WHAT TO DO: Please reproduce the entries that follow without a single difference.

----- AVAILABLE RECORDS

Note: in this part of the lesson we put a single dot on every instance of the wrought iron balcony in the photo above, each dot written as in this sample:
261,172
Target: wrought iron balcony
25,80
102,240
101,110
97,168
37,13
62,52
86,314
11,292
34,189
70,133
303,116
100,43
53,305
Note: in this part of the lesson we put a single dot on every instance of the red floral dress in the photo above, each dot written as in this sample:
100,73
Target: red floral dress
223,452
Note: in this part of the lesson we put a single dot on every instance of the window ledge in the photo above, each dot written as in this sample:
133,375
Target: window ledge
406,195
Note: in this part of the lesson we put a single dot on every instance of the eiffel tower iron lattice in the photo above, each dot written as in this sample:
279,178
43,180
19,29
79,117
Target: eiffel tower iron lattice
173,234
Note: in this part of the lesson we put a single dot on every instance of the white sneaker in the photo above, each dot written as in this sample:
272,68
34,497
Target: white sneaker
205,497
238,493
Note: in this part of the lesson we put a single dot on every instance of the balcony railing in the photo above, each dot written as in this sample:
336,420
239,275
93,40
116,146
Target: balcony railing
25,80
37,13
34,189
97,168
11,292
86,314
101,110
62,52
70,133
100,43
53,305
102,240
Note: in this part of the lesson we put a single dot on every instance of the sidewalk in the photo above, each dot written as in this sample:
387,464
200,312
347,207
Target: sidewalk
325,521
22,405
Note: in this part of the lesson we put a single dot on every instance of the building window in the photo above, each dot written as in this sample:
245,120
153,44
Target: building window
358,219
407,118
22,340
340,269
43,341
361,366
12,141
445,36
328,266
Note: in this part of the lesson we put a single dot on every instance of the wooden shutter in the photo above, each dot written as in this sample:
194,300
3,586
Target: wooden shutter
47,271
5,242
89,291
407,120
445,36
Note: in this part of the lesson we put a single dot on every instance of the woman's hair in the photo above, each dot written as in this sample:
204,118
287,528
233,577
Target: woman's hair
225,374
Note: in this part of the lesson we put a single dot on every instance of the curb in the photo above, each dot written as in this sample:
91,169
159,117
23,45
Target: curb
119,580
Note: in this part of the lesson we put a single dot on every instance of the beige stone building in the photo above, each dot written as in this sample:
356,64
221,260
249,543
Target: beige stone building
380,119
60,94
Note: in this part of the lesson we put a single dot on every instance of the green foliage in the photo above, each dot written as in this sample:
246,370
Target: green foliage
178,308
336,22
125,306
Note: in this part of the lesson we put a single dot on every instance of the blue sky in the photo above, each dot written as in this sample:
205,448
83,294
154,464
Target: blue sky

----------

SOLUTION TO THIS PROBLEM:
Note: in this part of the lesson we put a single dot on every instance of the wrought iron balcony in the photo above, each dot written as in this sample:
261,172
Target: wrought iron balcony
25,80
102,240
101,110
97,168
37,13
62,52
86,314
11,292
34,189
70,133
303,116
100,43
53,305
Note: in this part of the lesson we put a single dot on every instance of the red floral dress in the photo above, each dot written as in this sample:
100,73
Target: red floral dress
223,452
Note: in this part of the lesson we put a single dot on every instance of the window ledge in the photo above, each dot written as in this sample:
133,375
Target: window ledge
406,195
Note: in this part of the lesson we put a single dot on every instance of the eiffel tower iron lattice in the photo above, each dot written as in this sample:
279,178
43,180
19,29
79,117
Target: eiffel tower iron lattice
173,234
Note: in this part of the lesson we put a single dot on every instance of the white sneaker in the photo above, each dot written as in this sample:
272,68
34,497
Target: white sneaker
205,497
238,493
Note: in this part of the lesson we put a single dot on every instance of the balcony railing in the photo above, each dot written as in this sample:
336,420
239,275
93,40
116,146
Target: balcony railing
25,80
37,13
34,189
97,168
11,292
86,314
101,110
62,52
70,133
100,43
53,305
102,240
Note: in this part of the lesson we put a single dot on every instance of the sidewalk in the photo above, each dot written as in this sample:
387,464
200,312
347,207
Target: sidewalk
325,521
22,405
Note: in this part of the lesson we put a single dot on every instance of the building window in the photo above, each dot written as in this sample:
245,120
153,44
Target: building window
358,219
407,118
22,340
340,269
43,341
361,366
12,141
445,36
328,266
Note: in this part of the lesson we put a single dot on every instance of the wooden shutter in the photo above, each dot written as in this sample:
194,300
3,586
Target: wooden shutter
47,271
5,242
89,291
407,120
445,36
Note: in this part of the lesson we put a single dot on every instance of the woman's hair in the photo above, each dot written as in this sample:
204,118
287,528
233,577
Target: woman's hair
225,374
Note: in this part of the lesson we put a single dot on every instance of the curb in the photo above, each dot written as in this sample:
91,169
159,117
23,45
Target: curb
119,580
Note: in this part of the lesson we put a single dot on every instance of the beige stone building in the photo above, each dot written as in this sample:
356,64
221,260
249,543
Target: beige stone building
380,119
60,94
Note: in this part of the lesson we put a single dot on every instance of the green foliage in the photo above, each dot written as in this sample:
246,370
Target: green foliage
178,308
336,22
125,306
Note: in this part of the lesson we put a single dot on every instance of the blue sky in the photo above, each dot written as in this sample:
205,448
83,294
154,464
Target: blue sky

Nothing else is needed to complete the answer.